▶ Dataset content
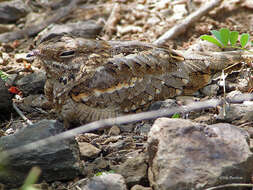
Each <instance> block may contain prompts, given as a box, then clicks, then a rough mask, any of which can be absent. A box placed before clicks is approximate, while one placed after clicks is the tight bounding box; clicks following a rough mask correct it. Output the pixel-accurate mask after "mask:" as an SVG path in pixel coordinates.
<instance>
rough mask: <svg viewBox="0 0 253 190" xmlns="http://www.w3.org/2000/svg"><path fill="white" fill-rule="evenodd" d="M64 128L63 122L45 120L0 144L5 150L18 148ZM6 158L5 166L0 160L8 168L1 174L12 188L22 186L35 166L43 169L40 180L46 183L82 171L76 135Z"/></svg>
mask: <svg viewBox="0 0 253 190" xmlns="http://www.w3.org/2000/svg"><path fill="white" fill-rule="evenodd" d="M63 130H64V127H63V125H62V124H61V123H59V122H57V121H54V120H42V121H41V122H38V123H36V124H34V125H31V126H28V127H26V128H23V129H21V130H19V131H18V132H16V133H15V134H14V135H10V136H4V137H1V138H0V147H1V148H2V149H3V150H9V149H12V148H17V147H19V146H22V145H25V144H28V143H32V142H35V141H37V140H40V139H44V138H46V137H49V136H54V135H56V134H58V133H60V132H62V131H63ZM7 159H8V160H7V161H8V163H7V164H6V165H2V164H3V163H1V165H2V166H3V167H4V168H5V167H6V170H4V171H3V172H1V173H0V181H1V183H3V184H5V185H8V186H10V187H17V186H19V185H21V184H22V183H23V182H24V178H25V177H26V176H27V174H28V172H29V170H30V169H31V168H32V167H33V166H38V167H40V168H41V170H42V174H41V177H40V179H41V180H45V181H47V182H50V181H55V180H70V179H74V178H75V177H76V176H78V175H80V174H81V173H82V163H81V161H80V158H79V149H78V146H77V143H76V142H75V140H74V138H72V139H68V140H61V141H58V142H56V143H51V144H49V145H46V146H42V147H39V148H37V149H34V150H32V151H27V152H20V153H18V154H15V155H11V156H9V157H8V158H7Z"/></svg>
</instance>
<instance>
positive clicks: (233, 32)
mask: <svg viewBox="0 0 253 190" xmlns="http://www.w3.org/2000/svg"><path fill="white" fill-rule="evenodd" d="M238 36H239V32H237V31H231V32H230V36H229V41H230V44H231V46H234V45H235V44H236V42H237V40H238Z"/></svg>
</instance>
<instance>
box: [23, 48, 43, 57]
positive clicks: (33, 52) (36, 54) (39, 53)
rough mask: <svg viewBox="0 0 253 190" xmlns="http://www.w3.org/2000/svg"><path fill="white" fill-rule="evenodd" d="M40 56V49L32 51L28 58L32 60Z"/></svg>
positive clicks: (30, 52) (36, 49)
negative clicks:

▶ Your objective
Please print, exactly as given, the lines running from the beginning of the listing through the line containing "positive clicks: (33, 52) (36, 54) (39, 53)", omitting each picture.

▶ Output for this task
Each <instance> block may contain prompts, given as a box, then clicks, then a rough mask, any of which can be absent. A box placed before clicks is approximate, while one placed after clicks is the tight bounding box; clicks following a rough mask correct it. Output the pixel-accurate mask after "mask:" as an SVG path in pixel coordinates.
<instance>
rough mask: <svg viewBox="0 0 253 190" xmlns="http://www.w3.org/2000/svg"><path fill="white" fill-rule="evenodd" d="M64 128L63 122L45 120L0 144L5 150L18 148ZM6 158L5 166L0 160L8 168L1 174L12 188L22 186L35 166L43 169L40 180L46 183L82 171L76 135Z"/></svg>
mask: <svg viewBox="0 0 253 190" xmlns="http://www.w3.org/2000/svg"><path fill="white" fill-rule="evenodd" d="M63 130H64V127H63V125H62V124H61V123H59V122H57V121H54V120H42V121H41V122H38V123H36V124H34V125H31V126H28V127H26V128H23V129H21V130H19V131H18V132H16V133H15V134H14V135H10V136H4V137H1V138H0V147H1V148H2V149H3V150H9V149H12V148H17V147H19V146H22V145H25V144H28V143H32V142H35V141H37V140H40V139H44V138H46V137H49V136H54V135H56V134H58V133H60V132H62V131H63ZM7 159H8V160H7V161H8V163H7V164H6V165H2V164H3V163H1V165H2V166H3V167H4V168H5V167H6V170H4V171H3V172H1V173H0V181H1V183H3V184H5V185H8V186H10V187H17V186H19V185H21V184H22V183H23V182H24V178H25V177H26V176H27V174H28V172H29V170H30V169H31V168H32V167H33V166H38V167H40V168H41V170H42V174H41V177H40V179H41V180H45V181H47V182H50V181H55V180H70V179H74V178H75V177H76V176H78V175H80V174H81V173H82V163H81V161H80V158H79V149H78V146H77V143H76V142H75V140H74V138H72V139H68V140H61V141H58V142H56V143H51V144H49V145H46V146H42V147H39V148H37V149H34V150H32V151H27V152H20V153H18V154H15V155H11V156H9V157H8V158H7Z"/></svg>
</instance>
<instance>
positive clicks: (233, 32)
mask: <svg viewBox="0 0 253 190" xmlns="http://www.w3.org/2000/svg"><path fill="white" fill-rule="evenodd" d="M238 36H239V32H237V31H231V32H230V36H229V41H230V44H231V46H234V45H235V44H236V42H237V40H238Z"/></svg>
</instance>
<instance>
box: [23, 48, 43, 57]
positive clicks: (33, 52) (36, 54) (39, 53)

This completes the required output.